**Kutipan Dokumen**

Perpol Nomor 10 Tahun 2025 dan Masa Depan Pelayanan Publik

Peraturan Kepolisian (Perpol) Nomor 10 Tahun 2025 belakangan ini menjadi sorotan luas dan ramai dibahas di media. Regulasi ini menuai polemik karena mengatur penugasan anggota Kepolisian Negara Republik Indonesia (Polri) untuk menduduki jabatan di luar struktur organisasi Polri pada sejumlah kementerian dan lembaga negara. Perdebatan yang muncul tidak hanya berkutat pada aspek legalitas dan hubungan antar lembaga, tetapi juga menyentuh isu yang lebih mendasar, yakni dampaknya terhadap tata kelola pemerintahan sipil serta kualitas pelayanan publik.
Ramainya perbincangan mengenai Perpol Nomor 10 Tahun 2025 menunjukkan adanya kegelisahan publik terhadap kemungkinan kaburnya batas antara fungsi aparat penegak hukum dan fungsi birokrasi sipil. Dalam negara hukum yang demokratis, pelayanan publik seharusnya diselenggarakan secara transparan, profesional, dan akuntabel dengan menempatkan masyarakat sebagai subjek utama pelayanan. Oleh karena itu, setiap kebijakan yang berpotensi memengaruhi wajah pelayanan publik perlu dikaji secara kritis dari perspektif kepentingan warga negara.
Penulis yang merupakan masyarakat sipil memandang isu polemik Perpol Nomor 10 Tahun 2025 perlu untuk ditelaah lebih jauh dari sudut pandang transparansi dan profesionalisme pelayanan publik. Peraturan ini tidak dapat dilihat semata sebagai kebijakan internal Polri, melainkan sebagai bagian dari kebijakan publik yang berpotensi berdampak langsung maupun tidak langsung terhadap penyelenggaraan pelayanan kepada masyarakat.
Perpol Nomor 10 Tahun 2025 mengatur penugasan anggota Polri untuk menduduki jabatan di luar struktur organisasi pada sejumlah kementerian dan lembaga negara. Dari perspektif internal institusi, kebijakan ini kerap dipahami sebagai langkah strategis untuk memperkuat koordinasi lintas sektor dan memanfaatkan kompetensi sumber daya manusia di instansi Polri. Namun, dari sudut pandang pelayanan publik, penugasan tersebut menimbulkan pertanyaan serius mengenai batas peran aparat penegak hukum dalam ruang birokrasi sipil yang seharusnya bekerja secara transparan, netral, dan profesional.

**Tantangan a**
Terjemahkan kalimat dari kutipan dokumen ini ke dalam bahasa Inggris: "Dalam negara hukum yang demokratis, pelayanan publik seharusnya diselenggarakan secara transparan, profesional, dan akuntabel dengan menempatkan masyarakat sebagai subjek utama pelayanan."
Kutipan dokumen dan entri di bawah ini diambil dari sumber yang berlainan.

(Entri anotasi batas)
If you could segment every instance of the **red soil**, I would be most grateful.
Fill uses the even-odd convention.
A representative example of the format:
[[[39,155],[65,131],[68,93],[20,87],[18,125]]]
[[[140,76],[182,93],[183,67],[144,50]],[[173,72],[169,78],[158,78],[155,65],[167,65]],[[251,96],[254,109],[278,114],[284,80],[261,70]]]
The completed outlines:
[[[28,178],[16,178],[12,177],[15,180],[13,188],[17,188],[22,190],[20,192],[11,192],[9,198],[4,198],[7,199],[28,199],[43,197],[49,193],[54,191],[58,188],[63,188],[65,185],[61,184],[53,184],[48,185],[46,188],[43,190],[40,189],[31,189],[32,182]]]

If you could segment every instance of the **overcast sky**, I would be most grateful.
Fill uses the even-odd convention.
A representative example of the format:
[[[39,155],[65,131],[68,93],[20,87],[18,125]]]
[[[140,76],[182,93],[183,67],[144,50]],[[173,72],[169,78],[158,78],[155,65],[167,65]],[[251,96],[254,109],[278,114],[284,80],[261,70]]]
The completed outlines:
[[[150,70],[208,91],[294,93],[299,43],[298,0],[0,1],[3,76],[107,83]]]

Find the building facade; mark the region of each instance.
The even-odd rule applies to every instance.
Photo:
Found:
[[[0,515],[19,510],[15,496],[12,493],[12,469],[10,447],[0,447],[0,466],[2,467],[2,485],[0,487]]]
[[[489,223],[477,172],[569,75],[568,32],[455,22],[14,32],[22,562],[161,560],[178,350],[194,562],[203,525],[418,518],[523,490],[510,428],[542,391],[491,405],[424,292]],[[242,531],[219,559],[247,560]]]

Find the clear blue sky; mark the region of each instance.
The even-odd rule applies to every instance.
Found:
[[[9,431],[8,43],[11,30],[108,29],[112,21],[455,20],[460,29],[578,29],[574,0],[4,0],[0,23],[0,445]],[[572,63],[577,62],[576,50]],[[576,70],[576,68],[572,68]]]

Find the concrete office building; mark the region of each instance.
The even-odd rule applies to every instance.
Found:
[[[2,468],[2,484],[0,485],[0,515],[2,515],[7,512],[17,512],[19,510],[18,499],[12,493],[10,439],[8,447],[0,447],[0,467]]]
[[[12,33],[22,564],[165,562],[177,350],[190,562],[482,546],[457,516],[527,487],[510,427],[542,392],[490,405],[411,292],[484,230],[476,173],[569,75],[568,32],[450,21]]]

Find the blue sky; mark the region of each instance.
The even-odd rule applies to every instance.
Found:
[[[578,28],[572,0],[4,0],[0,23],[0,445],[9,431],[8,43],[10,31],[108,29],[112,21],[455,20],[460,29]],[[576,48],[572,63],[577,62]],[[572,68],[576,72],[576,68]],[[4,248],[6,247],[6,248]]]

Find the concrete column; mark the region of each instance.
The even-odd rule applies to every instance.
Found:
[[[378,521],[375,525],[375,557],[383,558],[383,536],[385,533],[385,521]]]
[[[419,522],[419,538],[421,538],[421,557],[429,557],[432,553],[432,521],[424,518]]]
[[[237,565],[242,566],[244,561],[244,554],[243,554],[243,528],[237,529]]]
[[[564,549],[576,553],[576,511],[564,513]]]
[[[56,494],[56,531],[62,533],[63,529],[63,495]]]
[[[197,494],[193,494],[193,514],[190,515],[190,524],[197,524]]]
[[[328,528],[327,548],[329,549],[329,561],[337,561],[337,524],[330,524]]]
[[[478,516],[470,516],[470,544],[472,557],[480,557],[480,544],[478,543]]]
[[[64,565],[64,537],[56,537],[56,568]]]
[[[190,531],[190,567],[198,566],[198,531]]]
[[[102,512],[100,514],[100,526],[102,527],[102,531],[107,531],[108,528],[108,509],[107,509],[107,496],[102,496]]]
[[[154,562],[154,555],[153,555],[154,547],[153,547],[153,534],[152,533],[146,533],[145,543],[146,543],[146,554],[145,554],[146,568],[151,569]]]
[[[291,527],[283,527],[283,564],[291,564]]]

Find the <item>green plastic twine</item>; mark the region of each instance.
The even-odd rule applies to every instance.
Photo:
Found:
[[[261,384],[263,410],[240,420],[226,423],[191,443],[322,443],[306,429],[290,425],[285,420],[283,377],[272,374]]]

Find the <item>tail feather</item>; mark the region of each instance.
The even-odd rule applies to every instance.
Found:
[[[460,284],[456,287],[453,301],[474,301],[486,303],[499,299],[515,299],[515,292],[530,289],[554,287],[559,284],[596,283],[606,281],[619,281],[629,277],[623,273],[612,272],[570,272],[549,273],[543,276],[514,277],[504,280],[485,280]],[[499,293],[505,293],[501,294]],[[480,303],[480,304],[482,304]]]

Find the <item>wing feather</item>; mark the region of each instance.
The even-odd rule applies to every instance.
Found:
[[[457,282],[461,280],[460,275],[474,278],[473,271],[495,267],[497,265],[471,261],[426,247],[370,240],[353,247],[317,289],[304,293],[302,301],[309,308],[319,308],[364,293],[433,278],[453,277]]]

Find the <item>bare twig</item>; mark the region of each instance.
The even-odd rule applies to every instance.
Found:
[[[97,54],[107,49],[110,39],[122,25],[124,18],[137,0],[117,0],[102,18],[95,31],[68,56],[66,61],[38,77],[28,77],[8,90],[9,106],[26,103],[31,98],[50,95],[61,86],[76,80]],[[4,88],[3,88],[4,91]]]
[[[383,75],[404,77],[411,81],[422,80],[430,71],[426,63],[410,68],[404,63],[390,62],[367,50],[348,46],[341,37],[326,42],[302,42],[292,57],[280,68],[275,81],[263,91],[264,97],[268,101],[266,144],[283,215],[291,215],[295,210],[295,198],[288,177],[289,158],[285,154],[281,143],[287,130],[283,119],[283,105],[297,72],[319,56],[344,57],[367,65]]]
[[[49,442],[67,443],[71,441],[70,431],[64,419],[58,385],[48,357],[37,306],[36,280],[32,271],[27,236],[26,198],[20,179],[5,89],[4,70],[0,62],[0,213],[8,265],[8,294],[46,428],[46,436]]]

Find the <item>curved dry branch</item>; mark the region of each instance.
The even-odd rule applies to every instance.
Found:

**Tantangan b**
Kembalikan setiap baris entri yang memuat kata "concrete", dengan membedakan huruf besar dan huruf kecil.

**Hasil Tugas a**
In a democratic state governed by the rule of law, public services should be delivered in a transparent, professional, and accountable manner, placing the public as the primary subject of service.

**Hasil Tugas b**
Find the concrete office building; mark the region of each instance.
Find the concrete column; mark the region of each instance.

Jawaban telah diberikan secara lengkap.